**What you need to do:**
Count the lines in the data below that contain the word "white", matching case exactly. Reply with only the number.

**Data excerpts:**
--- --- ---

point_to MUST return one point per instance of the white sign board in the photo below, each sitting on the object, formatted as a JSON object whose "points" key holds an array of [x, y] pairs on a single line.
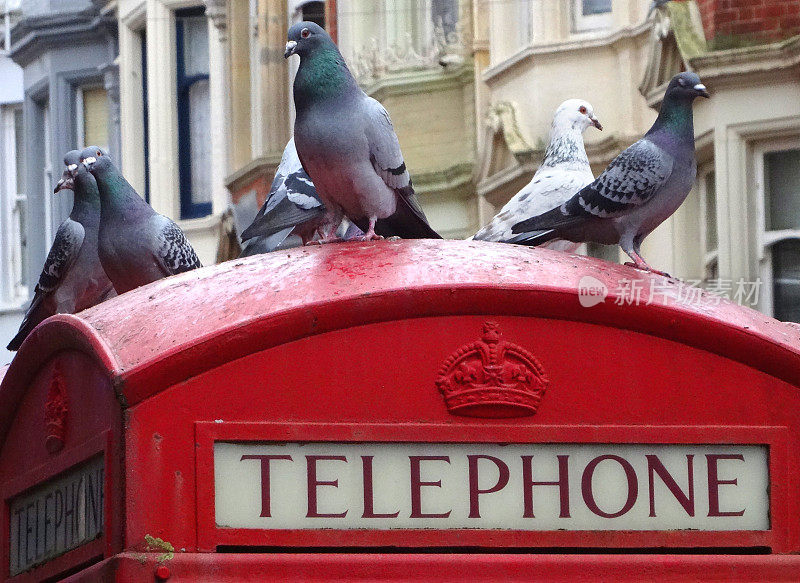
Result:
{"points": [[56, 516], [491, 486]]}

--- --- ---

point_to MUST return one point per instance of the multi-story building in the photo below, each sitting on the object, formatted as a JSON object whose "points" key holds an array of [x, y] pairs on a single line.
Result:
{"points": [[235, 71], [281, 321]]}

--- --- ---

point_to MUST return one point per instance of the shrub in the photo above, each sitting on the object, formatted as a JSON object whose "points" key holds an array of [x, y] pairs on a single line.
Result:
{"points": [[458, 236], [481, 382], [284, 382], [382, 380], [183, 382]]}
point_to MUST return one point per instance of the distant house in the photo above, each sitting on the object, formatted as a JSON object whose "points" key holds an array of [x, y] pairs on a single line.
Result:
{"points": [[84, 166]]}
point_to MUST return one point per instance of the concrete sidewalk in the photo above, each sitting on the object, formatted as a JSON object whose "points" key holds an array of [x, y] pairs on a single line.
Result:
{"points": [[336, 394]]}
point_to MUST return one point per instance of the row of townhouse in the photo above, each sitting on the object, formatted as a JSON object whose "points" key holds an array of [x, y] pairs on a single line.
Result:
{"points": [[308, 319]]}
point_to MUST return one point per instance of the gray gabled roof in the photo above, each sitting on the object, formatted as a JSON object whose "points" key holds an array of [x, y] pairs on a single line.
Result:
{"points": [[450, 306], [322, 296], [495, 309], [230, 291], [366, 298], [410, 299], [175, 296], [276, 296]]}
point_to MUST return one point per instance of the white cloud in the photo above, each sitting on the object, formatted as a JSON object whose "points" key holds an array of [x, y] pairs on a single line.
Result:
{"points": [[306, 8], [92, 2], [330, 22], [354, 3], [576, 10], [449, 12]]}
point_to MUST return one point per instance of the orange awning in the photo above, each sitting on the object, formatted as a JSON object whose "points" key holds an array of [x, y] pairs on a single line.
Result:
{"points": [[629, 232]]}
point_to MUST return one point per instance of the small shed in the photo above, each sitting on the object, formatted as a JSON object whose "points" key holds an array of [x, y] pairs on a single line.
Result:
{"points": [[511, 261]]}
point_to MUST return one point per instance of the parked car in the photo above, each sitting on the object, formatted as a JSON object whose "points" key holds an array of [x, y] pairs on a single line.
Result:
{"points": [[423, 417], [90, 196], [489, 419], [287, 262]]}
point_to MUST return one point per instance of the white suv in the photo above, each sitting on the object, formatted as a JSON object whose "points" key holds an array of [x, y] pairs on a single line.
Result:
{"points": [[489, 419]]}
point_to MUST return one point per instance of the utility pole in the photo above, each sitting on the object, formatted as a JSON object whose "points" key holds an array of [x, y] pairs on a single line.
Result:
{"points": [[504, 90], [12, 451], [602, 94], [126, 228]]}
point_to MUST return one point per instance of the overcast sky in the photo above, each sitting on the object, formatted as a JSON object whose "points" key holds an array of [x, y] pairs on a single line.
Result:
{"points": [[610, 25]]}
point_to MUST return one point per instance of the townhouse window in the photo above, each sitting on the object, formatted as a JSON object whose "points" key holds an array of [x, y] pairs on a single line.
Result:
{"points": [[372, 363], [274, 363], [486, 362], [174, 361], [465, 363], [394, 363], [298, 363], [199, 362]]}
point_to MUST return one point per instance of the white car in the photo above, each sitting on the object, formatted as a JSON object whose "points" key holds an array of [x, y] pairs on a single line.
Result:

--- --- ---

**Response to the exercise:**
4